*WHAT TO WORK ON*
Set out the part of the data that opens with the line containing "A single point marks each instance of the wooden support" and closes with the line containing "<point>199,463</point>" as a Markdown table with the columns Row and Text, giving each line its own numbered row and leaving out blank lines.

Location labeling data:
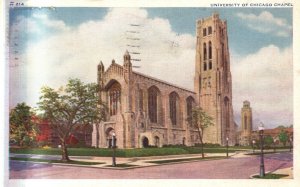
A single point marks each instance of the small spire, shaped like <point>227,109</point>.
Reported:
<point>126,56</point>
<point>100,66</point>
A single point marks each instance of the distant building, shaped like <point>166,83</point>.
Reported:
<point>246,135</point>
<point>147,111</point>
<point>246,128</point>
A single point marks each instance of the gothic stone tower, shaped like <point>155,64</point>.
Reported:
<point>246,117</point>
<point>213,85</point>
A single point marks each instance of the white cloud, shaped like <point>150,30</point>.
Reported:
<point>76,52</point>
<point>265,22</point>
<point>265,78</point>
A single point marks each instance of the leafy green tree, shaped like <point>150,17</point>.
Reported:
<point>22,129</point>
<point>268,140</point>
<point>283,137</point>
<point>200,120</point>
<point>76,104</point>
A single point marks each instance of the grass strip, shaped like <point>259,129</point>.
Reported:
<point>122,165</point>
<point>184,159</point>
<point>56,161</point>
<point>270,176</point>
<point>104,152</point>
<point>272,152</point>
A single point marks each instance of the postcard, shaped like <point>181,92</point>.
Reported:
<point>102,91</point>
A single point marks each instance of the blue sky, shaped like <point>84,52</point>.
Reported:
<point>242,40</point>
<point>61,40</point>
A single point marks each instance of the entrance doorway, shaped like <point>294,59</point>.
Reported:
<point>156,139</point>
<point>108,134</point>
<point>145,142</point>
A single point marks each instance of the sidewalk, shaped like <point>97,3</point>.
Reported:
<point>285,171</point>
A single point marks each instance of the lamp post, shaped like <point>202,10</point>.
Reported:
<point>291,143</point>
<point>114,150</point>
<point>262,165</point>
<point>227,146</point>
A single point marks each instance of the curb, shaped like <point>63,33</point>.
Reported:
<point>119,168</point>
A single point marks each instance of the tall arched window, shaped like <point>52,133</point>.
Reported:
<point>227,112</point>
<point>209,30</point>
<point>209,50</point>
<point>174,108</point>
<point>245,122</point>
<point>189,105</point>
<point>204,32</point>
<point>204,51</point>
<point>141,100</point>
<point>114,98</point>
<point>152,104</point>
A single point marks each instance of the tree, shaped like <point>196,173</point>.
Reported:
<point>283,137</point>
<point>66,108</point>
<point>200,120</point>
<point>22,130</point>
<point>268,140</point>
<point>281,127</point>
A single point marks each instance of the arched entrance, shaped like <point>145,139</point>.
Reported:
<point>156,141</point>
<point>183,141</point>
<point>108,134</point>
<point>145,142</point>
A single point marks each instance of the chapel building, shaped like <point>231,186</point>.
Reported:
<point>144,110</point>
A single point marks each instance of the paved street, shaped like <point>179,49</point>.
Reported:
<point>233,168</point>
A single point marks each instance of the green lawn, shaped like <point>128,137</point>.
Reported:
<point>56,161</point>
<point>142,152</point>
<point>122,165</point>
<point>270,176</point>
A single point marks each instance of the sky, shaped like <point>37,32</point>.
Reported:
<point>48,46</point>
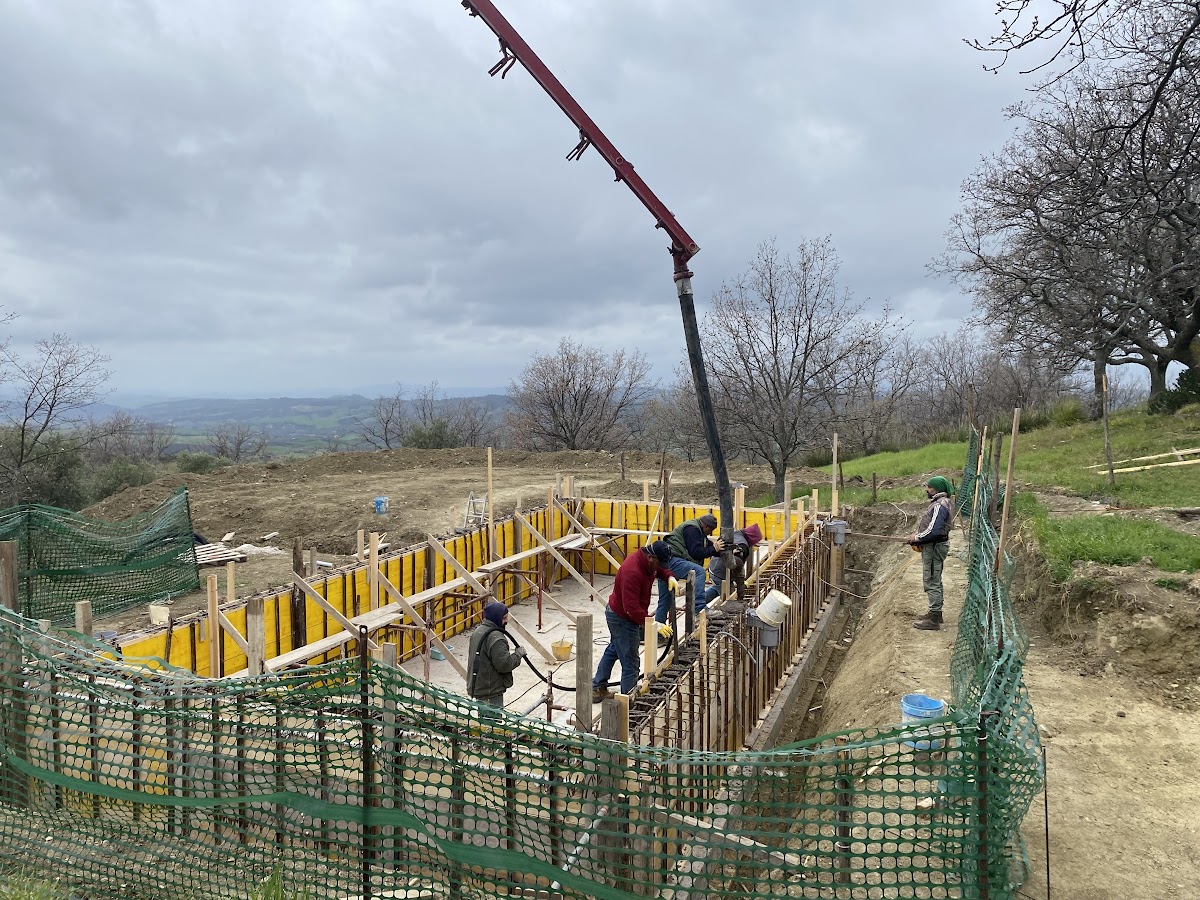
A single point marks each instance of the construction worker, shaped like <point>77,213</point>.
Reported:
<point>690,544</point>
<point>933,537</point>
<point>625,613</point>
<point>491,659</point>
<point>744,540</point>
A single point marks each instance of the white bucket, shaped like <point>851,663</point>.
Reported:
<point>773,609</point>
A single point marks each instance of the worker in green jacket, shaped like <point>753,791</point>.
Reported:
<point>691,544</point>
<point>491,659</point>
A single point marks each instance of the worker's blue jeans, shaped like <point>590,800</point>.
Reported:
<point>679,567</point>
<point>623,640</point>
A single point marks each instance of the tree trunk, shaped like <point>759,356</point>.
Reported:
<point>1096,402</point>
<point>1158,377</point>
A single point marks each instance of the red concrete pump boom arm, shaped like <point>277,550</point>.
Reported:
<point>514,49</point>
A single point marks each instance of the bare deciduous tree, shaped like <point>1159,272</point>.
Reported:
<point>781,341</point>
<point>385,426</point>
<point>473,423</point>
<point>880,375</point>
<point>235,441</point>
<point>579,399</point>
<point>48,393</point>
<point>124,436</point>
<point>1150,46</point>
<point>1078,244</point>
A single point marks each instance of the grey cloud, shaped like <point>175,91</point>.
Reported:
<point>223,180</point>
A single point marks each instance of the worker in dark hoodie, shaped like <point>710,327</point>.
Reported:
<point>491,658</point>
<point>691,544</point>
<point>933,538</point>
<point>744,541</point>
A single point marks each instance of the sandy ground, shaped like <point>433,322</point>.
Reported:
<point>1123,790</point>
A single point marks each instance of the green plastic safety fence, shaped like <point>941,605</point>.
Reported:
<point>353,779</point>
<point>64,558</point>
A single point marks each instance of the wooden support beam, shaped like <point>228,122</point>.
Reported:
<point>583,529</point>
<point>214,629</point>
<point>559,558</point>
<point>532,639</point>
<point>256,635</point>
<point>331,611</point>
<point>649,647</point>
<point>373,571</point>
<point>477,586</point>
<point>411,611</point>
<point>234,634</point>
<point>583,671</point>
<point>491,520</point>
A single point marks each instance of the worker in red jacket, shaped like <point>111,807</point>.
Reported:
<point>625,613</point>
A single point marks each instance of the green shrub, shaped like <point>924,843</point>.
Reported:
<point>24,886</point>
<point>1186,390</point>
<point>1110,540</point>
<point>438,436</point>
<point>199,463</point>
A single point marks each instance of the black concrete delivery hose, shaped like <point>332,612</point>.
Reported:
<point>666,649</point>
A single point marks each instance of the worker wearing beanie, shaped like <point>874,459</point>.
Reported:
<point>491,659</point>
<point>744,540</point>
<point>690,544</point>
<point>933,537</point>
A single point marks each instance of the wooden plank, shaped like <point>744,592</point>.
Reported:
<point>214,629</point>
<point>583,671</point>
<point>334,612</point>
<point>571,543</point>
<point>1157,466</point>
<point>436,545</point>
<point>228,628</point>
<point>411,611</point>
<point>583,529</point>
<point>83,617</point>
<point>561,559</point>
<point>256,635</point>
<point>1143,459</point>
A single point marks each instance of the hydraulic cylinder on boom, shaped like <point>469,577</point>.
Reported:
<point>514,49</point>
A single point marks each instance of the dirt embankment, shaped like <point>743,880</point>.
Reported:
<point>1111,672</point>
<point>325,499</point>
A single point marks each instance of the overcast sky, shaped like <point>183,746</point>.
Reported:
<point>299,197</point>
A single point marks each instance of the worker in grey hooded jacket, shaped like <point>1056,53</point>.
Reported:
<point>491,659</point>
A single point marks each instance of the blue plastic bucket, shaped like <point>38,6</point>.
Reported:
<point>917,708</point>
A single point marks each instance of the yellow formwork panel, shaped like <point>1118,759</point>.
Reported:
<point>281,604</point>
<point>234,659</point>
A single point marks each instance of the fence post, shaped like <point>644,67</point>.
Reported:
<point>12,681</point>
<point>367,736</point>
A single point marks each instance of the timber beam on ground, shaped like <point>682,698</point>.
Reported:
<point>479,585</point>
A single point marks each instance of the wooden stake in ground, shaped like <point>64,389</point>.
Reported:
<point>833,472</point>
<point>214,629</point>
<point>1008,489</point>
<point>491,520</point>
<point>583,671</point>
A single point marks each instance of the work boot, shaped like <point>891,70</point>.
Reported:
<point>929,622</point>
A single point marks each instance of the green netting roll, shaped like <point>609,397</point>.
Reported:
<point>65,557</point>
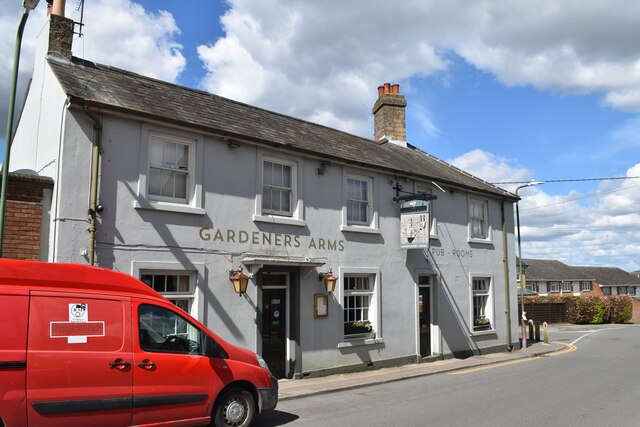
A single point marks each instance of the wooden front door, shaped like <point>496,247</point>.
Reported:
<point>274,330</point>
<point>424,316</point>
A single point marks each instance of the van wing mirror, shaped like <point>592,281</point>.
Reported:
<point>213,349</point>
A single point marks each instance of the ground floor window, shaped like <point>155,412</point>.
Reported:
<point>481,301</point>
<point>358,305</point>
<point>175,286</point>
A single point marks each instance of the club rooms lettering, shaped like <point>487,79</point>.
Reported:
<point>270,239</point>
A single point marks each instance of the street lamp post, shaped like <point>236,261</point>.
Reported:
<point>522,284</point>
<point>29,5</point>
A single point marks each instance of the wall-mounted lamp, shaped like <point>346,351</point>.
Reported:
<point>239,280</point>
<point>329,280</point>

*EXERCISE RESPONSE*
| Row | Text |
|---|---|
| 1 | A single point marks each instance of the wooden support beam, shaped like <point>228,122</point>. |
| 2 | Reported: |
| 3 | <point>583,529</point> |
| 4 | <point>214,629</point> |
| 5 | <point>559,558</point> |
| 6 | <point>532,639</point> |
| 7 | <point>256,635</point> |
| 8 | <point>331,611</point> |
| 9 | <point>649,647</point> |
| 10 | <point>373,571</point> |
| 11 | <point>477,586</point> |
| 12 | <point>411,611</point> |
| 13 | <point>234,634</point> |
| 14 | <point>583,671</point> |
| 15 | <point>491,520</point> |
| 16 | A single point marks each instance of the worker in red jacket, shaped like <point>111,807</point>. |
| 17 | Reported: |
| 18 | <point>625,613</point> |
| 19 | A single point marks each instance of the green shrub, shaped like <point>924,843</point>. |
| 20 | Reported: |
| 21 | <point>24,886</point> |
| 22 | <point>1186,390</point> |
| 23 | <point>1110,540</point> |
| 24 | <point>438,436</point> |
| 25 | <point>199,463</point> |